> _Atividades_
(1) Repita o trecho do texto sobre infertilidade que começa em "A infertilidade não" e termina em "problema demográfico extremo.".
(2) Responda às perguntas seguintes com base no texto sobre infertilidade.
(a) Que cargo ocupa Cláudia Vieira?
(b) Para quem tem condições económicas, onde pode estar imediatamente a resposta?
(c) Que limite, quando ultrapassado, impede o acesso a técnicas de Procriação Medicamente Assistida?

> _Excerto selecionado_

◇ ◇ ◇ ◇ ◇ ◇ ◇

A infertilidade não se “joga” no banco ou pelo seguro
Cláudia Vieira, presidente da Associação Portuguesa de Fertilidade, faz notar o paradoxo do pouco interesse do Estado, dos bancos e das seguradoras numa sociedade com um problema demográfico extremo.
Recurso ao Serviço Nacional de Saúde (SNS), sob critérios de acesso rigorosos, ajuda financeira de família ou amigos, contração de empréstimos… A procura de soluções para ter filhos quando há um diagnóstico de infertilidade passa por, pelo menos, um destes caminhos. E quem não tem capacidade financeira para contornar o problema que representa ter a porta do SNS fechada ao sonho vê o problema emocional adensar-se e dependente de muitos cálculos para tentar, nem que seja uma única vez.
Seja por se terem esgotado as hipóteses de tratamentos comparticipados, ou a idade da mulher ultrapassou o limite para ter acesso a técnicas de Procriação Medicamente Assistida (PMA), os casais que acabam excluídos pelo SNS procuram alternativas entre entidades de saúde e financeiras. Para os que têm condições económicas, a resposta pode estar imediatamente numa clínica de fertilidade privada. Para os restantes, tentar ultrapassar um problema de saúde cujo plano B passa pelo pagamento de uma fatura demasiado elevada. É uma solução que fragiliza ainda mais uma família que conta os dias para crescer, por vezes, há vários anos.
Sendo que a taxa de natalidade está longe de atingir os níveis necessários para inverter a tendência de envelhecimento da população, seria de esperar que existissem respostas para estes cidadãos. Porém, a realidade é que não existem apoios estatais ou serviços de proteção à saúde que contemplem tratamentos, exames e análises de fertilidade, sem imposições de clínicas e prémios elevados.

◇ ◇ ◇ ◇ ◇ ◇ ◇

> _Dados fornecidos_
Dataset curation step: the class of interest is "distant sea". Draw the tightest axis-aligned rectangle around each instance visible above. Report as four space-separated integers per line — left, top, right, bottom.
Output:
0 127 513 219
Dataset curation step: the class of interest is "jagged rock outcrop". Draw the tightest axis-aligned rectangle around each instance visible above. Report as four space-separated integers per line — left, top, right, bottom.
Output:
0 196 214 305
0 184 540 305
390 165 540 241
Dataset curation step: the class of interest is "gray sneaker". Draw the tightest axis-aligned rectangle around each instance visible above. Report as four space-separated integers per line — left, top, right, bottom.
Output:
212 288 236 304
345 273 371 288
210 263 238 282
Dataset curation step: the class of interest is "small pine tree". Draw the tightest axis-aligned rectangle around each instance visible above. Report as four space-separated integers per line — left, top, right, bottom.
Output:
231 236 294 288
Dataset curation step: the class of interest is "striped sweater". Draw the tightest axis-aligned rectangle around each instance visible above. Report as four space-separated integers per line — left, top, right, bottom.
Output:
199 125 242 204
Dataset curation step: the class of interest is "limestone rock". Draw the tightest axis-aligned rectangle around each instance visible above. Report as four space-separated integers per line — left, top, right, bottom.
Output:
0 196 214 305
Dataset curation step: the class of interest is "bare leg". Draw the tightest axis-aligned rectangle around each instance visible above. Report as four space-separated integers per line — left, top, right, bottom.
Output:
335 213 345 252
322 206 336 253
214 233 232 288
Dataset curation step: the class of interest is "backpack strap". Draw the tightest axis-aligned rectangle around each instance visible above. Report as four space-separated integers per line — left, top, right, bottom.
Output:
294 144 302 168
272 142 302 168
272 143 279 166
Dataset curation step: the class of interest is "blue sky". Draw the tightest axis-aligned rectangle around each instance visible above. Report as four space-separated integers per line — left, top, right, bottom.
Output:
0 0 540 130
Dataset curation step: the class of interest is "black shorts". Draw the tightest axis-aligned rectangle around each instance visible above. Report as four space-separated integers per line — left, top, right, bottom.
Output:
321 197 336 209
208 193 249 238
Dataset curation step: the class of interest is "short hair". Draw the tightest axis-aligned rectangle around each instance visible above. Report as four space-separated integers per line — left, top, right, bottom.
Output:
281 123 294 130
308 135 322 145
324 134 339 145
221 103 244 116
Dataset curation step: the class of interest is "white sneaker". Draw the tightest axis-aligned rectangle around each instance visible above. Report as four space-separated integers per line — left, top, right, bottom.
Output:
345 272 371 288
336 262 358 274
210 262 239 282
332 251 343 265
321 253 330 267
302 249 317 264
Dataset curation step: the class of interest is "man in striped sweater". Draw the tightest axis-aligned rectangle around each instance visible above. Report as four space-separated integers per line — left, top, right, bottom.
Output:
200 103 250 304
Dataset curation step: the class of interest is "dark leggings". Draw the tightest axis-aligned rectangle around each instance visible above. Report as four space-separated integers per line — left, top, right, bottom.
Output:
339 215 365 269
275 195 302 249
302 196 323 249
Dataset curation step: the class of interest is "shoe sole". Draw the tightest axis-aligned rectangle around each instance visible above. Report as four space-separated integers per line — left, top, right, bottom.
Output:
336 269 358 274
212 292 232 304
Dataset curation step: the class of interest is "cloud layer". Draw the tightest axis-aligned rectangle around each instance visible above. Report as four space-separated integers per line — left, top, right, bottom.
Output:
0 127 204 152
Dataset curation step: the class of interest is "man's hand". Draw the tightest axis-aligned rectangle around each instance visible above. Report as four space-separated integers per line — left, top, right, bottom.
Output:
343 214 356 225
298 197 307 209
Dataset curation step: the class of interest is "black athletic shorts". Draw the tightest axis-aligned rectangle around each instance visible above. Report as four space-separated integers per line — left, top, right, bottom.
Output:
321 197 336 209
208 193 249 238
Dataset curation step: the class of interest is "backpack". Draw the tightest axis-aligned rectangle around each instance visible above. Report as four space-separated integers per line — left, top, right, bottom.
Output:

◇ ◇ ◇ ◇ ◇ ◇ ◇

> _Respostas abaixo_
(1)
A infertilidade não se “joga” no banco ou pelo seguro
Cláudia Vieira, presidente da Associação Portuguesa de Fertilidade, faz notar o paradoxo do pouco interesse do Estado, dos bancos e das seguradoras numa sociedade com um problema demográfico extremo.

(2)
(a) É presidente da Associação Portuguesa de Fertilidade.
(b) Numa clínica de fertilidade privada.
(c) O limite de idade da mulher.